Records from a data source:
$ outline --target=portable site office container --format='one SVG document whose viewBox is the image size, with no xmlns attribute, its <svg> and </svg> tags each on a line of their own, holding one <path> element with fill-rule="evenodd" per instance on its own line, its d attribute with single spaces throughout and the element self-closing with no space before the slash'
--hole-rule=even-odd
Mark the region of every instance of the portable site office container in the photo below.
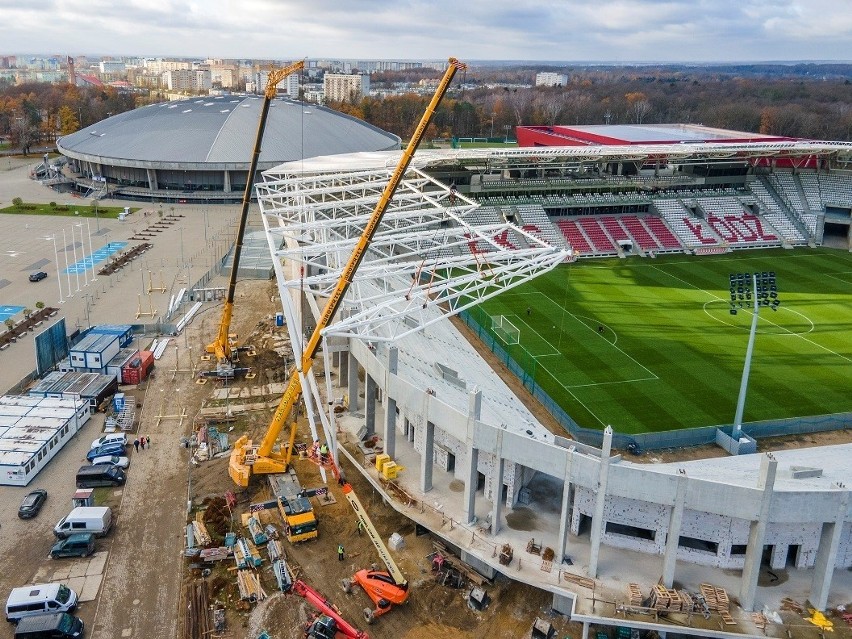
<svg viewBox="0 0 852 639">
<path fill-rule="evenodd" d="M 107 362 L 106 374 L 115 376 L 119 384 L 123 383 L 121 381 L 121 369 L 123 369 L 137 357 L 139 357 L 138 349 L 122 348 L 120 351 L 118 351 L 118 355 L 116 355 L 109 362 Z"/>
<path fill-rule="evenodd" d="M 69 351 L 71 366 L 75 369 L 103 369 L 120 350 L 116 335 L 88 334 Z"/>
<path fill-rule="evenodd" d="M 114 335 L 118 338 L 118 347 L 124 348 L 133 341 L 131 324 L 99 324 L 93 326 L 88 335 Z"/>
<path fill-rule="evenodd" d="M 21 399 L 36 403 L 21 405 Z M 39 414 L 45 411 L 58 415 Z M 0 397 L 0 484 L 26 486 L 89 417 L 88 404 L 82 400 Z"/>
<path fill-rule="evenodd" d="M 59 373 L 58 377 L 48 375 L 53 384 L 39 384 L 30 393 L 40 397 L 67 397 L 80 398 L 89 402 L 89 407 L 97 408 L 109 395 L 118 390 L 118 381 L 115 377 L 99 375 L 97 373 L 80 373 L 69 371 Z"/>
</svg>

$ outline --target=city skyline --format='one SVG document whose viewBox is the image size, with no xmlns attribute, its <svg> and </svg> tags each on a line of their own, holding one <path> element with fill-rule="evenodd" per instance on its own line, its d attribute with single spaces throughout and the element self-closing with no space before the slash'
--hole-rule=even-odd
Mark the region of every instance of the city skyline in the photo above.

[About this exercise] Each line above is to be copied exactly, and the pictures are to be dropped.

[Exercise result]
$ outline --target=portable site office container --format='one SVG document whose viewBox is the image size, with no xmlns attribute, its <svg> and </svg> tags each on a line of their own, holding one <path> element with fill-rule="evenodd" per instance on its own line, its d attribute with single spaces throughout and the element self-closing with no space before the slash'
--hole-rule=even-odd
Mark the region of every instance of the portable site office container in the photo below.
<svg viewBox="0 0 852 639">
<path fill-rule="evenodd" d="M 107 362 L 106 374 L 115 376 L 119 384 L 123 383 L 121 381 L 121 369 L 123 369 L 137 357 L 139 357 L 138 349 L 122 348 L 120 351 L 118 351 L 118 355 L 116 355 L 109 362 Z"/>
<path fill-rule="evenodd" d="M 69 351 L 71 366 L 75 369 L 103 369 L 120 350 L 116 335 L 88 334 Z"/>
<path fill-rule="evenodd" d="M 114 335 L 118 338 L 118 347 L 124 348 L 133 341 L 131 324 L 99 324 L 93 326 L 88 335 Z"/>
<path fill-rule="evenodd" d="M 21 399 L 36 403 L 21 405 Z M 39 414 L 45 411 L 58 415 Z M 0 397 L 0 484 L 26 486 L 89 417 L 88 404 L 82 400 Z"/>
<path fill-rule="evenodd" d="M 59 373 L 58 377 L 48 375 L 53 384 L 39 384 L 30 393 L 40 397 L 67 397 L 80 398 L 89 402 L 89 407 L 97 408 L 109 395 L 118 390 L 118 381 L 115 377 L 99 375 L 97 373 L 80 373 L 69 371 Z"/>
</svg>

$ outline --target=city skyline --format='one SVG document whose viewBox is the image size, with no xmlns attribute, its <svg> and </svg> tags each on a line of their own, holding one <path> element with fill-rule="evenodd" per instance on its own line, its d attribute with single spaces throughout and the element self-closing with no space before the slash'
--hole-rule=even-odd
Mark the region of every instance of the city skyline in the photo above.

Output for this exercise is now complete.